Transcribe every one of the entries below verbatim, omitting the images.

*Exercise materials*.

------------------------------------------------------------

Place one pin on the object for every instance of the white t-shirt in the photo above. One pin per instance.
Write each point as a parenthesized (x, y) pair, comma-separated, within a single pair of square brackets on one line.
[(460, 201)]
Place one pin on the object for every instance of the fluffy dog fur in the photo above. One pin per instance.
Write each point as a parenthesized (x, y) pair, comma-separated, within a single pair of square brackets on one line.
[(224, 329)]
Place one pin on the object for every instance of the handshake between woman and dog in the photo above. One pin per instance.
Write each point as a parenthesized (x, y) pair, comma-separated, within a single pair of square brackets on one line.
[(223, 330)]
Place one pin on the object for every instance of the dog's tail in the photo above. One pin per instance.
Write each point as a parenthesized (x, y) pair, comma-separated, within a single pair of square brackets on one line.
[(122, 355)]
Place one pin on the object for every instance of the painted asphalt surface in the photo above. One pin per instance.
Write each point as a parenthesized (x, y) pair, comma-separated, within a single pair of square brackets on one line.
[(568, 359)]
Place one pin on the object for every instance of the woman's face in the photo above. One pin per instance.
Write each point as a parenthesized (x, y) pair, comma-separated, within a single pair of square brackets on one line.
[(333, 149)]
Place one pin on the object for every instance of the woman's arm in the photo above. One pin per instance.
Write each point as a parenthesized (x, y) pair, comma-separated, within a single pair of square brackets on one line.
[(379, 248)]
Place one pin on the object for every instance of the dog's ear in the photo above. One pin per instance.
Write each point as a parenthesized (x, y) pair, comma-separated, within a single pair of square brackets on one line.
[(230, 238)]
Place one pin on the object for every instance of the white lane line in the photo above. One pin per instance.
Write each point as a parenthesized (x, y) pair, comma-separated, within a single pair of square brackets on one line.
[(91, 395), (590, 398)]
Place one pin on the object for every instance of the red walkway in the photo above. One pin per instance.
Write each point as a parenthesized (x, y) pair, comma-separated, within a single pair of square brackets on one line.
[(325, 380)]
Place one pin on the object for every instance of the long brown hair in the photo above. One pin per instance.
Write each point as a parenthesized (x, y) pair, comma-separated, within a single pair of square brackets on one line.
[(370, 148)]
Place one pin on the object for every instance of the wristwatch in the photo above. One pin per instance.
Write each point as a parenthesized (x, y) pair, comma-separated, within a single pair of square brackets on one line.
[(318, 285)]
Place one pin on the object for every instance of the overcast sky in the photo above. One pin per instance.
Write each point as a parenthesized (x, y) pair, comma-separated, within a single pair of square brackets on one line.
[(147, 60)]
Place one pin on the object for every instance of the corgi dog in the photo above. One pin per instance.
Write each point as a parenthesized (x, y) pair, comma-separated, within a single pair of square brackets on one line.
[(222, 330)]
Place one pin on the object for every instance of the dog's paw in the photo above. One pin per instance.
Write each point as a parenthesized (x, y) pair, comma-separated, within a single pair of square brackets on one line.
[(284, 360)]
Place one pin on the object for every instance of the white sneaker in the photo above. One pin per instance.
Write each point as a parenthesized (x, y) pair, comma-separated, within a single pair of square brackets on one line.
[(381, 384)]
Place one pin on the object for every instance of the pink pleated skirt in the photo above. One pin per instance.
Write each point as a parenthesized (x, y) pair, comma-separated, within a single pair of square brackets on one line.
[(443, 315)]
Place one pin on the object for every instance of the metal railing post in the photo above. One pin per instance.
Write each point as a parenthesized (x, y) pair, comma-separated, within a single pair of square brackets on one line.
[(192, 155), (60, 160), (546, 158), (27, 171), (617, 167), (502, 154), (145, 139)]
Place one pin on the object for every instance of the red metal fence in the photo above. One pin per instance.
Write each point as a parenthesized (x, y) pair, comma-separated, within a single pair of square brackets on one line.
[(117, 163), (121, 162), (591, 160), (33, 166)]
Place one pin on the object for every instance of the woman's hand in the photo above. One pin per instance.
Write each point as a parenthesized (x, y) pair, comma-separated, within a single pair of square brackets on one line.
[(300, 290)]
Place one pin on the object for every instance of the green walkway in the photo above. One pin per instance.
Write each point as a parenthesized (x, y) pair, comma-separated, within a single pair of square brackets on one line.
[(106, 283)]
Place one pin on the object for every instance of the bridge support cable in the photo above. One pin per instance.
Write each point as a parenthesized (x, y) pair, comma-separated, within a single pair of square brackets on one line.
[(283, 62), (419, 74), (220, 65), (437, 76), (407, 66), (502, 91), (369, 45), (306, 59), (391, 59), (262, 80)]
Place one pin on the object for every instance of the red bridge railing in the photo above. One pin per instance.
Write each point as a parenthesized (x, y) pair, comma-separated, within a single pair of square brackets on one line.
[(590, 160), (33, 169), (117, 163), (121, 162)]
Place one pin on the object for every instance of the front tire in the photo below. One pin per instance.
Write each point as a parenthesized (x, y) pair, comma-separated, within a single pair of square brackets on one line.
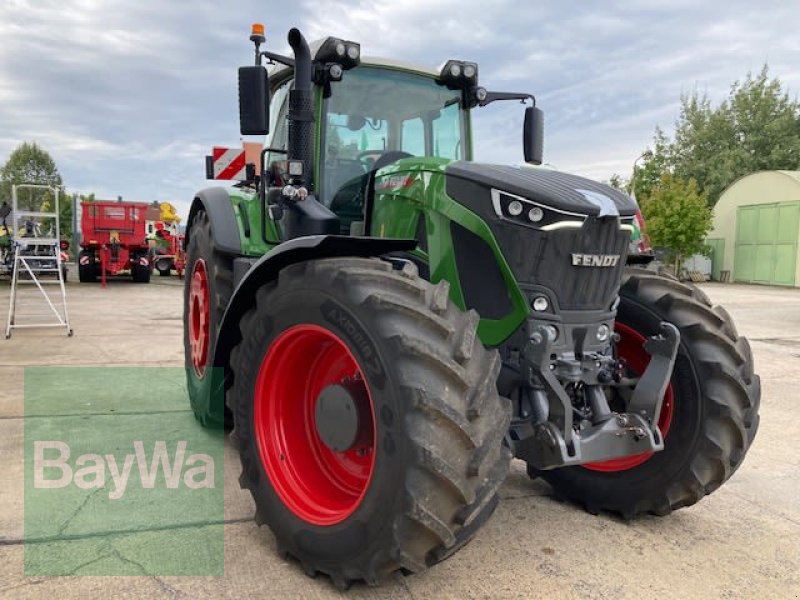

------------------------------------------------------------

*Exercise output*.
Place one pin on the object for every instance of the white t-shirt in the photo above. One pin per instance.
Write each point as a parenthesized (x, y) pair, comma-separated, within a single pair of square brackets on one line.
[(460, 201)]
Place one pin on the object for every instance of the fluffy dog fur in the photo above. One pin per instance.
Write each point as a parenthesized (x, y) pair, comma-separated, within a single pair of square brackets on one line.
[(224, 329)]
Place one pin on the object for every instance of the handshake between woman and dog in the photo above. One pin per instance.
Write each point as a parenthesized (x, y) pair, comma-separated, within a single pair of square brackets on one line.
[(223, 330)]
Place one pin on the object for every instance of the dog's tail in the photo above. One pin per instance.
Write each point as a parenthesized (x, y) pair, comma-separated, within a single pair of square brackets on one line.
[(122, 355)]
Place one pin on the object for every instance of the painted asphalt surface in the photo above. One pin per instance.
Write each point as a parenthesized (x, y) pair, comma-separated, within a single pair of square brackets on one line.
[(568, 359)]
Place one pin on the object for every instance of the woman's face in the photo above. One pin per instance.
Write each point as a parenthesized (x, y) pair, comma-separated, within a single pair of square brackets on one line.
[(333, 149)]
Place one pin on the object for every instance of the woman's arm in the photo above. One pin per instance.
Write each point as a parenthesized (x, y) pair, comma-separated, within a single pair of square brackets on one line.
[(379, 248)]
Place one pin on the object for every instance of the dog's ear in the photo above. One pin per instance.
Write each point as a parenthesized (x, y) pair, comma-separated, within a single pair of square brackets on one line.
[(230, 238)]
Place one pin on the object for every instance of the white lane line in the photo above. One pin per instance.
Write each point as a parenthesized (x, y) pair, comma-separated, within a single pair of square brackets on one line.
[(91, 395), (590, 398)]
Place one pin on the object for every instance of the red walkway in the photo above. One pin per instance.
Write each point as a parenthesized (x, y) pair, comma-separated, within a single pair of square brackets on one line.
[(325, 380)]
Place one pin on the object for every instance of the long brown hair in the photo above. One pin per instance.
Write each point as a parenthesized (x, y) pair, comma-separated, within a single pair of square brackets on one line.
[(370, 148)]
Place one pin on the object for every instance of the wristwatch in the photo above. One pin per instance.
Write each point as a parenthesized (x, y) pair, comma-separated, within a single pair of square brackets on one line.
[(318, 285)]
Place one pin on the object for every instance of the overcast sky in the photo above. One pin per instance.
Write each point as a parenthesized (x, y) pair, comma-separated, within a single pair of square brackets on one line.
[(147, 60)]
Place one pin on the object for every instance of the corgi dog in the photo above. One pin per instance.
Write each point as a parenthesized (x, y) pair, comma-separated, within a single pair of square brackets on one line.
[(222, 330)]
Place one pin on the object for every instance of the dog's paw in the photo above. One pin per instance.
Write each point as a parenthesized (x, y) pair, comma-separated, within a single pair of square brackets on one line.
[(284, 360)]
Place one pin on the object for every instance of the white sneaker in the photo above. One pin per instance.
Write each point as a parenthesized (x, y) pair, comma-separated, within a single pair of square brackets on one line.
[(381, 384)]
Place one pin on the object for every instance of the pink pleated skirt in the photo above. One pin per instance.
Write each point as a parenthesized (x, y) pair, comma-separated, within a single pair of square brackets on one line.
[(443, 315)]
Place one pin on the object for every instance of the metal railing post in the photo above. One pin per instance.
Write each point as a parenthesized (x, y) pair, comma-separated, within a single pair of square brackets on one line.
[(192, 155), (60, 160), (546, 158), (27, 171), (617, 167), (502, 154), (145, 139)]
Place one pin on the object for every instance of the red metal fence in the photo above. One pin per instance.
Write each point as a parenthesized (x, y) pair, comma-separated, within a single pair of square brackets on one line.
[(117, 163), (121, 162), (591, 160), (33, 166)]
Place one pin on the object for every instance of the woman's hand in the photo above. One pin per instance.
Write each point as a parenthesized (x, y) pair, comma-separated, within a single pair of square brackets on one line.
[(300, 290)]
Place one pin on the object for every instance of the green walkway in the photo above. One pin per instance.
Write each point as a parenthesized (x, y) pair, comma-separated, within a single pair of square brackets on one line.
[(106, 283)]
Place one pin on the object for every instance of the bridge support cable in the photo above. One pin per instance.
Write each point as a parenthesized (x, y) pair, comma-separated, within a single pair of square brackets on one line.
[(283, 62), (419, 74), (220, 65), (437, 76), (407, 66), (502, 91), (369, 45), (306, 59), (391, 59), (262, 80)]
Place one pin on the object for every instance of the red bridge railing in the photo above. One pin per instance.
Write each point as a parenthesized (x, y) pair, comma-separated, within a single pair of square brackets on one line.
[(590, 160), (33, 169), (117, 163), (121, 162)]
Place one pin on the object for every instance of the front tire in the photo below. One pin per instance.
Write each point as a parenthesized (x, y) pair, comma-separated, within a single pair of square brackets on one line.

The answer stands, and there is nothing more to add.